*练习要求*
- 1) 在天气预测代码解读中，找出"定义超参数"部分里所有被赋值为整数的变量，并写出各自的值。
- 2) 请接着天气预测代码解读的最后一行往下续写。

LSTM + self进行天气变化的时间序列预测的代码解读

最新推荐文章于 2024-07-12 16:55:56 发布

YueYue_727

最新推荐文章于 2024-07-12 16:55:56 发布

阅读量78

点赞数

文章标签： lstm 人工智能 rnn

原文链接：https://weibaohang.blog.csdn.net/article/details/128678028

版权

本文介绍了如何使用PyTorch实现一个基于LSTM和注意力机制的深度学习模型，用于天气变化时间序列预测。作者分享了代码片段，包括数据预处理、模型定义、训练过程以及结果可视化。

摘要由CSDN通过智能技术生成

深度学习初学者，找到一个项目实例训练，稍微注释了代码。希望互勉。

import matplotlib.pyplot as plt
import numpy as np
import pandas as pd
import torch
import torch.nn as nn
from sklearn.preprocessing import StandardScaler
from torch.utils.data import TensorDataset
from tqdm import tqdm

定义超参数

timestep = 1  # 时间步长，就是利用多少时间窗口
batch_size = 16  # 批次大小 批次大小，即一次训练模型时所用的样本数量。
input_dim = 14  # 每个步长对应的特征数量，就是使用每天的14个特征，最高、最低、开盘、落盘
hidden_dim = 64  # 隐层大小 表示模型中RNN隐层的神经元数量。
output_dim = 1  # 输出维度，由于是回归任务，所以最终输出层的大小为1，即模型的输出是一个标量。
num_layers = 3  # LSTM的层数
epochs = 10 #迭代轮数，表示模型训练时数据将被遍历的次数。
best_loss = 0 # 最佳损失，可能是用于记录模型在训练过程中的最佳损失值。
model_name = 'gru'  #模型名称，用于保存训练好的模型。
save_path = './{}.pth'.format(model_name) # 保存模型的路径，使用了一个格式化字符串来将model_name嵌入到路径中。

加载时间序列数据

# 1.加载时间序列数据
df = pd.read_csv('自己的路径\ceshi.csv', index_col = 0)

数据标准化

scaler = StandardScaler()
scaler_model = StandardScaler()
data = scaler_model.fit_transform(np.array(df)) # 将整个数据集进行标准化处理，并将结果保存在data变量中。

(提取的记录)
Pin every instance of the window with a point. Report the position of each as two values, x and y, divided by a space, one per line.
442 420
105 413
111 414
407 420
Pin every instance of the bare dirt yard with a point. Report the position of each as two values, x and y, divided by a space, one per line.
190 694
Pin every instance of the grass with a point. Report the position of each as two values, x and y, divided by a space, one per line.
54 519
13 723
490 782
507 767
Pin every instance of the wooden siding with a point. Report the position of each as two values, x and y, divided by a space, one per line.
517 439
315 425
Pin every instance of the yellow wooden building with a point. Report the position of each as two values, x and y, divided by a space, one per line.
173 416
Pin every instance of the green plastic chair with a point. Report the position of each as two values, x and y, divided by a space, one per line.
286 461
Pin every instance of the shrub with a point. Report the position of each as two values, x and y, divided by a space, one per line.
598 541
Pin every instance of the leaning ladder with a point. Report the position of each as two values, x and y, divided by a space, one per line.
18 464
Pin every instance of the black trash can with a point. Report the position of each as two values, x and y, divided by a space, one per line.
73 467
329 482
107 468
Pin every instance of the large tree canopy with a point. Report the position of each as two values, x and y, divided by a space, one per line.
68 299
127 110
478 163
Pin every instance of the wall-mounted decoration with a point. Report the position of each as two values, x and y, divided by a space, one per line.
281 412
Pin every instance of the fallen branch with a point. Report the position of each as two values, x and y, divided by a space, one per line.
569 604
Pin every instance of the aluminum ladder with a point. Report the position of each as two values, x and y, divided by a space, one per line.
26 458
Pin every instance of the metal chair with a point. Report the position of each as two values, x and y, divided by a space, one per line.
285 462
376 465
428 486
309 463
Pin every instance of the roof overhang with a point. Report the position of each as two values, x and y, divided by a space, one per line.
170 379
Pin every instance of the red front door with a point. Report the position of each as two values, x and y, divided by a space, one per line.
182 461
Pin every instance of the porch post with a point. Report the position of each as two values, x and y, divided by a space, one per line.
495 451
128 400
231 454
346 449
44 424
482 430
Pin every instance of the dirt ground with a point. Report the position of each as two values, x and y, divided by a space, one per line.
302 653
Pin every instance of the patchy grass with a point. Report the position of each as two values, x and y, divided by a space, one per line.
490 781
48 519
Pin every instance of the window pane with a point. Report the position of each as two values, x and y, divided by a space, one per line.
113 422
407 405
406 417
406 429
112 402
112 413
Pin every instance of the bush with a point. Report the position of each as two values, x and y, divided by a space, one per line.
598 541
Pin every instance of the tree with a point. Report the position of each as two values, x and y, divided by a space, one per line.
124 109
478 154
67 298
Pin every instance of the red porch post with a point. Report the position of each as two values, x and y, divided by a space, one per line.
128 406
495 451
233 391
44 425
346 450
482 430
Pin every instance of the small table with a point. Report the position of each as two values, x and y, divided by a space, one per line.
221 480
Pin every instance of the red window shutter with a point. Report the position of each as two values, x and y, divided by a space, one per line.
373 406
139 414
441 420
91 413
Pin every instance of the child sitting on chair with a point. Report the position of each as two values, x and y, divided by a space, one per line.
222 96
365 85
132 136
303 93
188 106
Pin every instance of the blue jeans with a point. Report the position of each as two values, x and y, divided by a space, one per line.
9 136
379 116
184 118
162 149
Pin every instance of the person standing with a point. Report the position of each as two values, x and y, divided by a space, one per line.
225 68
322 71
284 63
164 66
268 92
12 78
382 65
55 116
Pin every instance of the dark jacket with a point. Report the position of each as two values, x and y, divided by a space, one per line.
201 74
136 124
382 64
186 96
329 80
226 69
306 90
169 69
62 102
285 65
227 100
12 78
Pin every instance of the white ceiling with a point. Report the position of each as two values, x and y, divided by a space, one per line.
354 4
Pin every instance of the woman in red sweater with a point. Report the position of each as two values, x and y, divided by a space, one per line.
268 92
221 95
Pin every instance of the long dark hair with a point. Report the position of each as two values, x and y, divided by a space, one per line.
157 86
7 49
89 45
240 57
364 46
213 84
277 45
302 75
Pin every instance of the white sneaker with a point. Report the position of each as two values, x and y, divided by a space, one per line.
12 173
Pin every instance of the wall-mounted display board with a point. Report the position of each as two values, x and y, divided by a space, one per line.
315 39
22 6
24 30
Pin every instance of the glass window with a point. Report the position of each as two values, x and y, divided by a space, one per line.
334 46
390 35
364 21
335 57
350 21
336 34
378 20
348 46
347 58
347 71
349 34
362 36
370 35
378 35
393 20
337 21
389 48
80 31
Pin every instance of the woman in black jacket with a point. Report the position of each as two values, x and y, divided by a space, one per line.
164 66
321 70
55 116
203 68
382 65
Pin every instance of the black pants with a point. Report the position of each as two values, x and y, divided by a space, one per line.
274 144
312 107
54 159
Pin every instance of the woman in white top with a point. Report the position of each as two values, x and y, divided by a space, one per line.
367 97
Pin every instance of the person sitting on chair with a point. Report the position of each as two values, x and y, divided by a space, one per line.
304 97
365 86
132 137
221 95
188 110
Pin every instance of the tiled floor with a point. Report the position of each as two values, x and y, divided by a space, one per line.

*任务答案*
- 1)
- timestep = 1
- batch_size = 16
- input_dim = 14
- hidden_dim = 64
- output_dim = 1
- num_layers = 3
- epochs = 10
- best_loss = 0

- 2)
# 这里使用了fit_transform方法，它首先会计算数据的均值和标准差，然后进行标准化处理。
scaler.fit_transform(np.array(df['T (degC)']).reshape(-1, 1))
#这行代码对特定列（可能是温度列）进行了标准化处理，只有这一列的数据被用来拟合标准化器，并对其进行标准化处理。

形成训练数据

def split_data(data, timestep, input_dim): #序列长度，和每个序列的嵌入长度
    dataX = []  # 保存X
    dataY = []  # 保存Y

    # 将整个窗口的数据保存到X中，将未来一天保存到Y中
    for index in range(len(data) - timestep): # 这是一个循环，从数据序列的起始点开始迭代直到 len(data) - timestep，
        # 这个循环用于构建训练数据和对应的目标值。
        dataX.append(data[index: index + timestep])
        #将长度为 timestep 的时间窗口数据添加到 dataX 中，即将当前时间步及其前 timestep-1 步的数据作为一个训练样本。
        dataY.append(data[index + timestep][1])
        #将当前时间步后 timestep 步的第二个特征（假设索引从0开始）作为对应的目标值 dataY。
    dataX = np.array(dataX)
    dataY = np.array(dataY)
    #将列表转换为 NumPy 数组，以便后续处理。


    # 获取训练集大小
    train_size = int(np.round(0.8 * dataX.shape[0]))

    # 划分训练集、测试集
    x_train = dataX[: train_size, :].reshape(-1, timestep, input_dim)
    y_train = dataY[: train_size]
    #从 dataX 中取前 train_size 个样本作为训练集，并将其 reshape 成 (样本数, 时间步长, 特征维度) 的形状，以适配循环神经网络的输入要求。
    #对应的训练集目标值。
    x_test = dataX[train_size:, :].reshape(-1, timestep, input_dim)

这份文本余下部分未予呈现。